[[ Task inputs, beginning ]]

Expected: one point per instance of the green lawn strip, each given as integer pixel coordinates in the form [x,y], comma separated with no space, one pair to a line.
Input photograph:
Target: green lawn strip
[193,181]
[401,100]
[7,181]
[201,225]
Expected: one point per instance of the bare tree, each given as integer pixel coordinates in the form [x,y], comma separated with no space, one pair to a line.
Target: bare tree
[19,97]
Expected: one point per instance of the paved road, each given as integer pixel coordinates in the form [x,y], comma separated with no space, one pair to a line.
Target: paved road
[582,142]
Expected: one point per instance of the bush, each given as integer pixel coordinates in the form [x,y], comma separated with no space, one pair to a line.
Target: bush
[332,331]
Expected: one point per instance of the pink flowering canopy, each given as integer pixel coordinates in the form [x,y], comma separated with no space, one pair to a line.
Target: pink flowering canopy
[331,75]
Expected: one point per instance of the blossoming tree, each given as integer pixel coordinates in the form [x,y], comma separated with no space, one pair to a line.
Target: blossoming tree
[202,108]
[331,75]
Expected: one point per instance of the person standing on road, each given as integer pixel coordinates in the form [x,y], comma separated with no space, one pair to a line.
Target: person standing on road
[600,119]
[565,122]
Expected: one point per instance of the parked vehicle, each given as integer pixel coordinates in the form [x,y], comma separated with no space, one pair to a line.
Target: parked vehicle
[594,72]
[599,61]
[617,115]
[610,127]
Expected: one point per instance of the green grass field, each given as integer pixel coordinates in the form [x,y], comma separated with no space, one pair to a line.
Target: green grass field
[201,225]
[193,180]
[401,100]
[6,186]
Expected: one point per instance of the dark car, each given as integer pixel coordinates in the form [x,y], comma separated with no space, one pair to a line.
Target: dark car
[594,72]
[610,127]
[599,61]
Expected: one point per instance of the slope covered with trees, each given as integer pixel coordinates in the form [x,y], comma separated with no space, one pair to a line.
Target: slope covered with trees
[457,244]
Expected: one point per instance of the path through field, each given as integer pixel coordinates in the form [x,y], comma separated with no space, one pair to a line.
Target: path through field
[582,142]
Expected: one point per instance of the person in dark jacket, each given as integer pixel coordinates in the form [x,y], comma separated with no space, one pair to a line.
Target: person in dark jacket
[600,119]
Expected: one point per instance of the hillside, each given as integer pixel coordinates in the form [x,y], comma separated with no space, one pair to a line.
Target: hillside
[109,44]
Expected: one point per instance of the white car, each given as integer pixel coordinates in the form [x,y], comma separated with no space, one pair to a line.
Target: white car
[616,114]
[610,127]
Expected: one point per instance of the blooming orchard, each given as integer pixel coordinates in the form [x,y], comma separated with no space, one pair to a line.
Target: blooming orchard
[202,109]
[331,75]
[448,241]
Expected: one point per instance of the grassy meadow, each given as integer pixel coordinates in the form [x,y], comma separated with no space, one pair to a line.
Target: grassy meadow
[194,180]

[[ Task inputs, end ]]

§ **Instructions to follow**
Your reply should hold all the entries, each repeated without a single change.

§ **Output below**
Expected: one point per instance of the green lawn strip, each given as integer pixel coordinates in the form [x,y], comma separated with no space, one pair to a line.
Input photograph:
Target: green lawn strip
[193,181]
[401,100]
[7,181]
[201,225]
Expected: one point per instance of the bare tree, each given as integer pixel coordinates in the form [x,y], comma separated with no space, one pair to a line.
Target: bare tree
[19,97]
Expected: one point per instance of the paved road, each given as integer pixel coordinates in the form [x,y], comma separated with no space, one pair to a line.
Target: paved road
[582,142]
Expected: one point per instance of the bush, each given as integer pixel coordinates in the form [x,y], comma separated with no space, one pair to a line.
Target: bush
[332,331]
Expected: one point per instance of the pink flowering canopy, each given as integer pixel coordinates in the form [x,y], comma separated with no space, one pair to a line.
Target: pink flowering canopy
[331,75]
Expected: one point per instance of the blossoming tree, each given as integer pixel coordinates in the form [x,y], comma separated with no space, one pair to a line.
Target: blossoming tree
[202,108]
[331,75]
Expected: one point per instance of the person standing on road, each given as integer pixel coordinates in the form [x,y], comma separated with no space, one pair to a line.
Target: person standing on road
[600,119]
[565,122]
Expected: one point per instance of the parked vehicle, each given as integer pixel coordinates in the form [x,y], comma separated with no space, one pair to a line.
Target: parked vehicle
[594,72]
[599,61]
[617,115]
[610,127]
Expected: one point per instance of the green grass field, each given as integer pixel coordinates in the form [x,y], comma separated with no space, one pair to a line.
Target: green grass field
[201,225]
[193,180]
[401,100]
[6,186]
Expected: one point per instance of the dark car, each given as integer pixel coordinates in the form [x,y], comma separated with no space, one pair to a line.
Target: dark car
[594,72]
[610,127]
[599,61]
Expected: one point per instance of the slope covered with trees, each given as integer pixel coordinates in the form [x,y], comma separated with no space, one pair to a line.
Target: slope covered with trees
[457,244]
Expected: one point per instance of the path through field, each given as integer pixel coordinates in the form [x,y], comma separated with no space, one pair to a line.
Target: path through field
[582,142]
Expected: one point per instance of the person in dark jacket, each given as integer pixel coordinates in the form [x,y], comma separated with no space, one pair to a line.
Target: person in dark jacket
[600,119]
Expected: one point per instance of the hillside, each given as integer pixel coordinates in the form [x,y], comma separated with no space, one pair to a line.
Target: hillside
[109,44]
Expected: one point per instance of the white car, each given as integer pixel coordinates in the form [x,y], comma separated with no space, one pair to a line.
Target: white car
[616,114]
[610,127]
Expected: one point per instance of the blooming orchard, each given as integer pixel coordinates in the form [x,y], comma separated with no space, one pair to a line.
Target: blooming orchard
[202,109]
[331,75]
[448,241]
Expected: one point per instance of the grassy meadow, each given as integer pixel coordinates in the form [x,y], comma separated with no space, one pair to a line.
Target: grassy meadow
[194,180]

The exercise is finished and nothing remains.